Problem requirements>
Duplicate the passage on the Black History Month exhibit at the State Capitol, everything from "Albany, NY - February" down to "benefits for generations.".

Selected passage>
One Honoree Was the Recipient of the New York Medal for Valor.
Albany, NY - February 7, 2018 - Governor Andrew M. Cuomo today announced the opening of the Black History Month exhibit in the New York State Capitol. In recognition of the 50th anniversary of the assassination of Dr. Martin Luther King, Jr., the exhibit, "Strength of Generations," underscores how individuals can elevate the lives of others and their communities to effect change that can sow benefits for generations.
The exhibit honors the country's first African-American licensed doctor, an Underground Railroad station agent, abolitionists and activists, a transformative 20th century playwright, a Harlem minister who once served as Dr. Martin Luther King's chief of staff, the Haitian-American president of SUNY Upstate Medical University whose career has focused on underserved neighborhoods, and New York National Guard Private Emmanuel Mensah, an immigrant from Ghana whose selfless heroism saved the lives of four neighbors in a recent Bronx fire.
"We're proud to honor the incredible deeds and achievements of these black New Yorkers who have courageously acted to improve the lives of others and change the course of this nation," Governor Cuomo said. "It is my hope and expectation that those visiting the State Capitol will draw inspiration from the lives of these outstanding men and women and celebrate their many contributions and sacrifices to make this a more just and more equal union."

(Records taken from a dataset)
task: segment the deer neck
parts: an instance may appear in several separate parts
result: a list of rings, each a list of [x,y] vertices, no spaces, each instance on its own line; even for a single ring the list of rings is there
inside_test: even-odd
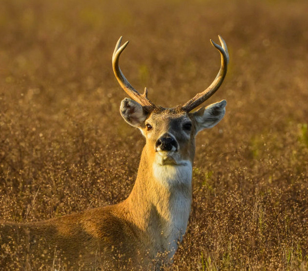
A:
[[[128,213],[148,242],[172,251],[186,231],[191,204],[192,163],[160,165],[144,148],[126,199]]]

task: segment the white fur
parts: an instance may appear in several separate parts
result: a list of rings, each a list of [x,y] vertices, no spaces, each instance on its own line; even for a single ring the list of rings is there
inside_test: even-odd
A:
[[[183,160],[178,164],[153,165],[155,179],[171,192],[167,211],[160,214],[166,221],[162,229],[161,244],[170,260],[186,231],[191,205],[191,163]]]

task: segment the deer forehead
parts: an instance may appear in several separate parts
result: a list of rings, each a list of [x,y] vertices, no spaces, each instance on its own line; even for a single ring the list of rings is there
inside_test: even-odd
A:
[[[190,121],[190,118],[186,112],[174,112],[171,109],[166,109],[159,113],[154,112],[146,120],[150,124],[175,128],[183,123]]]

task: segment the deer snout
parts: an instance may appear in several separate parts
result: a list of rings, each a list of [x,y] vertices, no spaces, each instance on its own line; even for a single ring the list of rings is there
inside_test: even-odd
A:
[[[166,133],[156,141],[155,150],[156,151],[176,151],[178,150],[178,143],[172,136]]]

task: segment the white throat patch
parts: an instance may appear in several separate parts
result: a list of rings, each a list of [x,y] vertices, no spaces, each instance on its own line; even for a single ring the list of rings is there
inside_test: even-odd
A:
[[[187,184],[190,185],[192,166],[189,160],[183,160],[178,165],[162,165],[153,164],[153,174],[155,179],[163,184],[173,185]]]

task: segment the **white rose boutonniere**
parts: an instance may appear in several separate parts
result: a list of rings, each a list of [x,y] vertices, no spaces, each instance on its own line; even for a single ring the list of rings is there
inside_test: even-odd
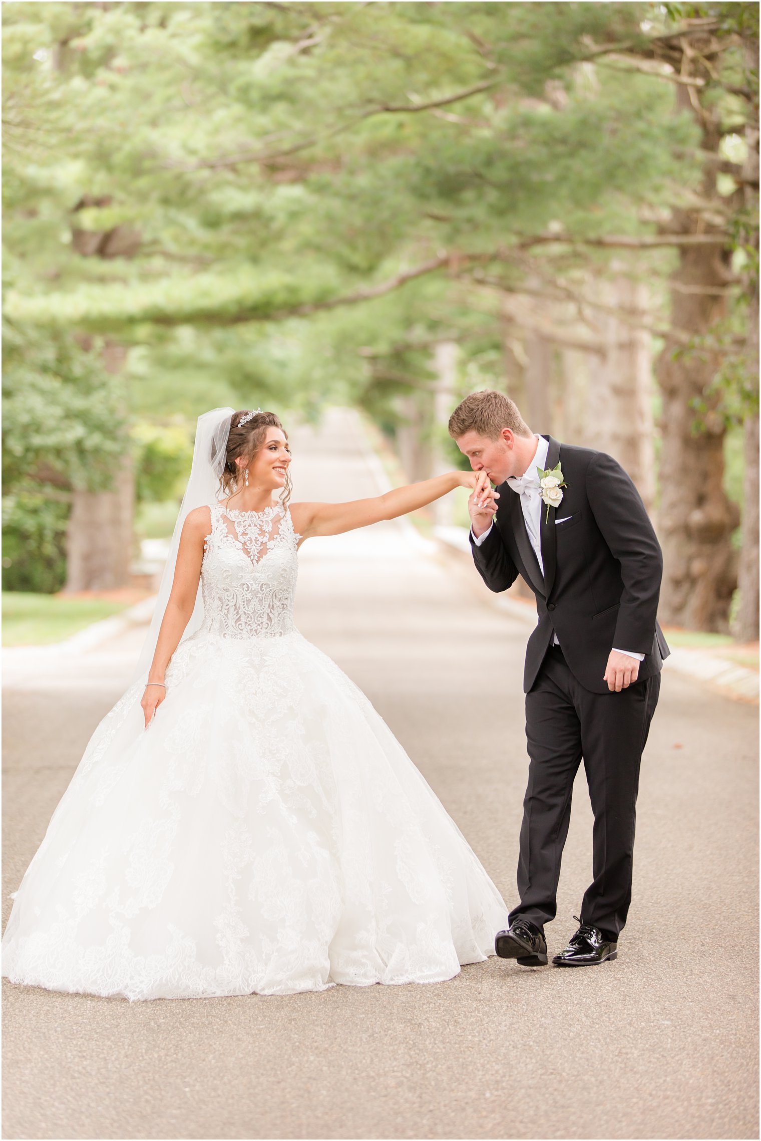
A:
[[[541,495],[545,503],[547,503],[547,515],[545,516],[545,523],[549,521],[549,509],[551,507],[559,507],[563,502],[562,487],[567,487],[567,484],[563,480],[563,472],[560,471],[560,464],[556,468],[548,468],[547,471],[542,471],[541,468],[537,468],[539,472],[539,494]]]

Reply>
Albany, NY - February 7, 2018 - Governor Andrew M. Cuomo today announced the opening of the Black History Month exhibit in the New York State Capitol. In recognition of the 50th anniversary of the assassination of Dr. Martin Luther King, Jr., the exhibit, "Strength of Generations," underscores how individuals can elevate the lives of others and their communities to effect change that can sow benefits for generations.